→ What you are asked to do: Nothing but the entries, copied exactly, should appear in the response.

··········

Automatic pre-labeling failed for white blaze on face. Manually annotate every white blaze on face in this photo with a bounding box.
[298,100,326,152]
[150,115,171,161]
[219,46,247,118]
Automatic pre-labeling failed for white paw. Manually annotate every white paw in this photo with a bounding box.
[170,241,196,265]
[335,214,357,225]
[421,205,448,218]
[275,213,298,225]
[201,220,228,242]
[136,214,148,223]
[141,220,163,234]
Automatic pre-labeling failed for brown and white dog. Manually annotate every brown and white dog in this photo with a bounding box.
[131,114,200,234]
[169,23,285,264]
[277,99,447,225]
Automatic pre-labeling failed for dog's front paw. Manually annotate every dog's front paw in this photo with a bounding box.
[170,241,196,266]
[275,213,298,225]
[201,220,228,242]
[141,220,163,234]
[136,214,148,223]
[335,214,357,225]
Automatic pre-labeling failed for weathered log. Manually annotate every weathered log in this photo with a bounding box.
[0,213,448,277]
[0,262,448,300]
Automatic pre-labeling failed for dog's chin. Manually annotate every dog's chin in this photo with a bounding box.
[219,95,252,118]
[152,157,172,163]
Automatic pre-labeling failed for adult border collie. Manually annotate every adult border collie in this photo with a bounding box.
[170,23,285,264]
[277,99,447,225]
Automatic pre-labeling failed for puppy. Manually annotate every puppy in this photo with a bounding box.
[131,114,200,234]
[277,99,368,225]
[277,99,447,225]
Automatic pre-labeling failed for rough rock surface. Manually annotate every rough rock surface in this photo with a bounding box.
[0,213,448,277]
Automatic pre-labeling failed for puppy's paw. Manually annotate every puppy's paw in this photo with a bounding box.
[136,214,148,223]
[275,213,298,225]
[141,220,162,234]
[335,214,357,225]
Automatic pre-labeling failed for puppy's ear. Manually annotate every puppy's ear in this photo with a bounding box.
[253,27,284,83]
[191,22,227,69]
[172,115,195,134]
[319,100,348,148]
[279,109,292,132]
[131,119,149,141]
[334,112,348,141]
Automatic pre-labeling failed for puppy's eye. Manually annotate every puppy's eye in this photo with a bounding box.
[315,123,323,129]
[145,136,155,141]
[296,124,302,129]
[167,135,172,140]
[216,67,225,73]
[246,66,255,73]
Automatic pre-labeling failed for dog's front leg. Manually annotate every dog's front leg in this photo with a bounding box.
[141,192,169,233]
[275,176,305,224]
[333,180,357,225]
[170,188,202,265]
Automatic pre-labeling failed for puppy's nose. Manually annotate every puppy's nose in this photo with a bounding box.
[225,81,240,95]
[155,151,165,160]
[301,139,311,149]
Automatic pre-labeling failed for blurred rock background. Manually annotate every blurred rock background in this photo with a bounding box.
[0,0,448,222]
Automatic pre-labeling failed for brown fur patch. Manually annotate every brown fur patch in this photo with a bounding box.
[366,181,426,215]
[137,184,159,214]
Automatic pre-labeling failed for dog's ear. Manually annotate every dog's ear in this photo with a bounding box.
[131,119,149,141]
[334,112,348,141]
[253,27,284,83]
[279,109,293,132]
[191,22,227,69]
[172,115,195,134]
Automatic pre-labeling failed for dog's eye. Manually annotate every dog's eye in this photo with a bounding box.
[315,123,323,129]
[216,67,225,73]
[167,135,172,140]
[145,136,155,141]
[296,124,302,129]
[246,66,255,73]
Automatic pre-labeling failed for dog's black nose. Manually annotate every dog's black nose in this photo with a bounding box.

··········

→ Solution for this problem:
Automatic pre-labeling failed for white blaze on face. Manually annotate every white blaze on face in this photo with a bounding box.
[298,100,326,152]
[150,115,171,161]
[219,46,247,118]
Automatic pre-labeling failed for white paw. Manually annotate every white paw in this photo with a bounding box.
[170,241,196,265]
[335,214,357,225]
[421,205,448,218]
[275,213,298,225]
[201,220,228,242]
[136,214,148,223]
[141,220,163,234]
Automatic pre-labeling failed for brown and white dog. Manually annotate every brown and white dog in this photo with a bounding box.
[131,114,200,234]
[169,23,285,264]
[277,99,447,225]
Automatic pre-labeling failed for dog's front paw. Manually annotate every dog's front paw in this photo with a bounding box.
[170,241,196,266]
[275,213,298,225]
[201,220,228,242]
[141,220,163,234]
[136,214,148,223]
[335,214,357,225]
Automatic pre-labeling failed for weathered log. Manually annotate every weathered log in this photo with a bounding box.
[0,213,448,277]
[0,262,448,300]
Automatic pre-labeling failed for dog's chin. Manually annotate every dog's chin in this photo with a bounding box.
[219,95,252,118]
[152,157,172,163]
Automatic pre-labeling failed for adult border collie. Manually annotate every adult border collie in this photo with a bounding box.
[170,23,285,264]
[277,99,447,225]
Automatic pre-labeling failed for puppy. Manually annotate every puppy in this photo with a bounding box.
[131,114,200,234]
[277,99,368,225]
[277,99,447,225]
Automatic pre-labeling failed for rough rock surface. Manually annotate every rough rock surface in this photo with a bounding box.
[0,213,448,277]
Automatic pre-labeling failed for puppy's paw. Manually annotate every puppy's paw in this photo with a bounding box.
[136,214,148,223]
[275,213,298,225]
[141,220,162,234]
[335,214,357,225]
Automatic pre-labeling failed for puppy's ear. Manually annotate every puppy's ear in this photo with a bounding box.
[253,27,284,83]
[191,22,227,69]
[172,115,195,134]
[319,100,348,148]
[279,109,292,132]
[131,119,149,141]
[334,112,348,141]
Automatic pre-labeling failed for puppy's eye. Manually annotate every puppy's eye in this photo with a bounding box.
[315,123,323,129]
[145,136,155,141]
[296,124,302,129]
[167,135,172,140]
[216,67,225,73]
[246,66,255,73]
Automatic pre-labeling failed for dog's front leg. Manually annotate every dog's front leg in this photo with a bounding box.
[141,192,169,233]
[275,176,305,224]
[333,180,357,225]
[170,188,202,265]
Automatic pre-labeling failed for puppy's nose. Manually annotate every puppy's nose in this photo with a bounding box.
[225,81,240,95]
[155,151,165,160]
[301,139,311,149]
Automatic pre-labeling failed for blurred rock background. Manually annotate every blurred rock background in this photo with a bounding box.
[0,0,448,222]
Automatic pre-labeling failed for brown fur patch. Manually annotate every brown fur patch in this photo with a bounding box.
[366,181,426,215]
[137,184,159,214]
Automatic pre-labeling failed for dog's ear. Manually annotate every dog's ear in this photo with a bounding box.
[131,119,149,141]
[334,112,348,141]
[253,27,284,83]
[279,109,293,132]
[191,22,227,69]
[172,115,195,134]
Automatic pre-labeling failed for dog's eye. Manually annotate every dog's eye in this photo with a bounding box.
[315,123,323,129]
[216,67,225,73]
[167,135,172,140]
[145,136,155,141]
[296,124,302,129]
[246,66,255,73]
Automatic pre-labeling failed for dog's black nose. Manually annotate every dog's black nose in this photo with a bounding box.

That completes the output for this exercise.